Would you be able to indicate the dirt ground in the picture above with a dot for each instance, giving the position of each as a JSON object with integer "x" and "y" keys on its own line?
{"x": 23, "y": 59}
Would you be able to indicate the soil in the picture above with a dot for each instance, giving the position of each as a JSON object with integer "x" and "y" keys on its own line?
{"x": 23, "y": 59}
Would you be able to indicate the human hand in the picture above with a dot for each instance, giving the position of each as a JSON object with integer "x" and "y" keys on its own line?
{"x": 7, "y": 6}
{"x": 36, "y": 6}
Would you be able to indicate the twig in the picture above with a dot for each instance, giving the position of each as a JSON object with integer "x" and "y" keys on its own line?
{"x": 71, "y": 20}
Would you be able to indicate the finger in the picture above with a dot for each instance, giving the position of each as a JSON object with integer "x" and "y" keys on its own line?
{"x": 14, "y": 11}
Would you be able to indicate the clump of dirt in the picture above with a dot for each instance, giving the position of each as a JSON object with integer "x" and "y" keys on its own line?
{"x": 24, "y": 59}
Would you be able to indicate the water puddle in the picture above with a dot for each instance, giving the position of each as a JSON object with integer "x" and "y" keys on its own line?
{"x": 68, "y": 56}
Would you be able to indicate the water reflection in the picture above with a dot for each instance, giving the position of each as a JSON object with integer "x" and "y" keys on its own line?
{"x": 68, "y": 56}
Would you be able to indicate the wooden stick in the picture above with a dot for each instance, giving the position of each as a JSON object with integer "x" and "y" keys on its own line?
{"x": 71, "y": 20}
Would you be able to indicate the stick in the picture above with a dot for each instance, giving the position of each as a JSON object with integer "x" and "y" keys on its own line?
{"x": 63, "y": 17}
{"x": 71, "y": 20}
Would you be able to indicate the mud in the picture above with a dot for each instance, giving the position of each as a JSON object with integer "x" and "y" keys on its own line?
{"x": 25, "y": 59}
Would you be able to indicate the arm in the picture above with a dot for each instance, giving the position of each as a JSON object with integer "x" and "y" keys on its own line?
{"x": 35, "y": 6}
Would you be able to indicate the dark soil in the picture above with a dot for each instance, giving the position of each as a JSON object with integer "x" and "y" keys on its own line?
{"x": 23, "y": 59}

§ §

• **Task instructions**: Return every item above word for word, in its original order, with nothing added or left out.

• **Result of the task**:
Would you be able to indicate the dirt ground in the picture above with a dot for each instance, giving the position of each as a JSON object with integer "x" and "y" keys on its own line?
{"x": 23, "y": 59}
Would you be able to indicate the soil in the picture above with a dot for each instance, giving the position of each as a JSON object with integer "x" and "y" keys on its own line?
{"x": 23, "y": 59}
Would you be able to indicate the human hand in the picture above with a dot for each instance, giving the position of each as a JSON object with integer "x" and "y" keys on its own line?
{"x": 7, "y": 6}
{"x": 36, "y": 6}
Would you be able to indicate the twig in the picture above with a dot for each instance, giving the position of each as a JSON object with integer "x" and "y" keys on its own line?
{"x": 71, "y": 20}
Would you be able to indicate the finger in the picture above with a dot for each instance, giving the position of each as a JSON object with integer "x" and "y" keys on its own line?
{"x": 14, "y": 11}
Would you be able to indicate the clump of dirt in the picture above with a dot for each instance, giving the position of each as a JSON object with integer "x" and "y" keys on its own line?
{"x": 24, "y": 59}
Would you be able to indicate the water puddle in the picture above with a dot for each instance, giving the position of each as a JSON object with integer "x" and "y" keys on its own line?
{"x": 68, "y": 56}
Would you be able to indicate the water reflection in the picture above with a dot for each instance, giving the position of each as a JSON object with integer "x" and "y" keys on its own line?
{"x": 68, "y": 56}
Would you be able to indicate the wooden stick in the picture above with a dot for each instance, giving the position of each as a JSON object with integer "x" and "y" keys on its own line?
{"x": 71, "y": 20}
Would you be able to indicate the stick in the picture above with a dot for each instance, giving the position of each as a JSON object with integer "x" and "y" keys on its own line?
{"x": 63, "y": 17}
{"x": 71, "y": 20}
Would you be able to indicate the mud in the picture above with a dot for each instance, giving the position of each as a JSON object with integer "x" and "y" keys on its own line?
{"x": 25, "y": 59}
Would you be able to indicate the arm in the picture above with a dot for each instance, giving the position of each as a JSON object with integer "x" and "y" keys on its own line?
{"x": 35, "y": 6}
Would you be able to indicate the dark soil in the picture above with a dot for each instance, giving the position of each as a JSON object with integer "x" and "y" keys on its own line?
{"x": 23, "y": 59}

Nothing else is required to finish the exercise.